**DIRECTION:** Please read the blog excerpt below and state when its writer previously wrote about bra shopping.

I don’t see the point of anything anymore, I don’t see why I try, or keep trying or even get out of bed anymore. If it weren’t for Oldest and Bean I’d just give up all together.

Yeah, I know. I sound depressed. I am.

I don’t know what I’m doing, what I’m going to do.

OLPM leaving means that I’m going to be killing myself to balance out TD’s schedule, my schedule and the kids schedule.

We’re in debt up to our collective eyeballs.

I know: it can be worse, it can always be worse. I know I’m luckier than some, and far better off than others. At the moment I can’t find it in me to be happy or grateful.

Dispatching from this side of hysteria,
PM

20 Oct

Bra shopping (again)

I wrote about bra shopping last July.

I just went again this past weekend and have determined without a doubt that bra shopping for the buxom is actually used as a torture for the damned.

Seriously.

**PROVIDED RECORDS:**
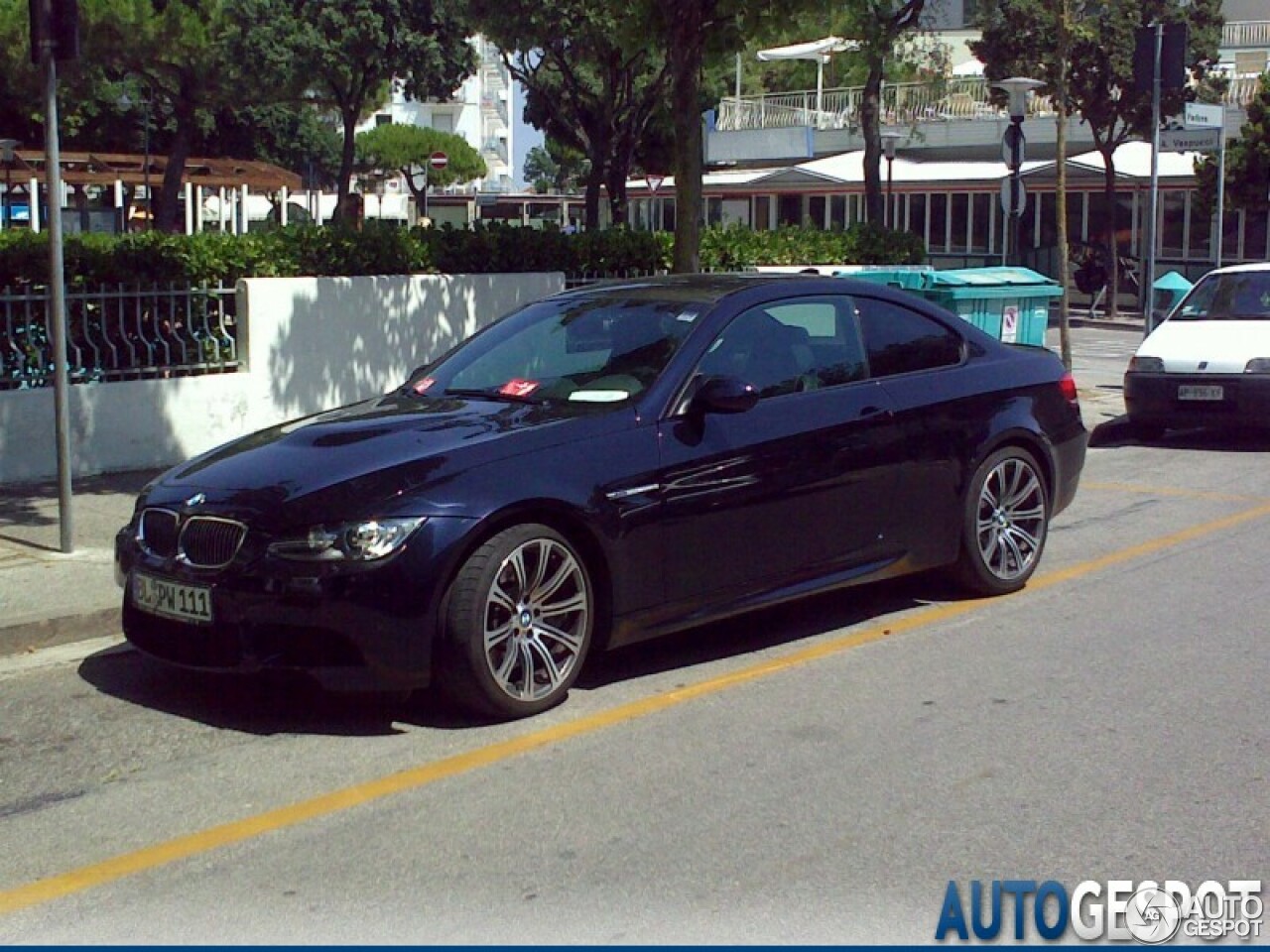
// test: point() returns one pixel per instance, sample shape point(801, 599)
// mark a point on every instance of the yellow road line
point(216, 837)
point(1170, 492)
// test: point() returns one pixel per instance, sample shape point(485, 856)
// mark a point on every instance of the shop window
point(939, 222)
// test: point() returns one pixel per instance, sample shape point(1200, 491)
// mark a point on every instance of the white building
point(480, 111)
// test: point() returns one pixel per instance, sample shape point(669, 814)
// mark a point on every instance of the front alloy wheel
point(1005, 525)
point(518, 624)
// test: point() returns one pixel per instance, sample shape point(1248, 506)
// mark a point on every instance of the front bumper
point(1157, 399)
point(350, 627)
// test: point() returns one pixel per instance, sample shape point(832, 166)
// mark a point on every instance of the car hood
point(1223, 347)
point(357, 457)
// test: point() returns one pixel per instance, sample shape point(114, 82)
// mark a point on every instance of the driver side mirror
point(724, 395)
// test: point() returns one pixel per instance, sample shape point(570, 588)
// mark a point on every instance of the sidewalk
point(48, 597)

**SOLUTION TO THIS EXERCISE:** Last July.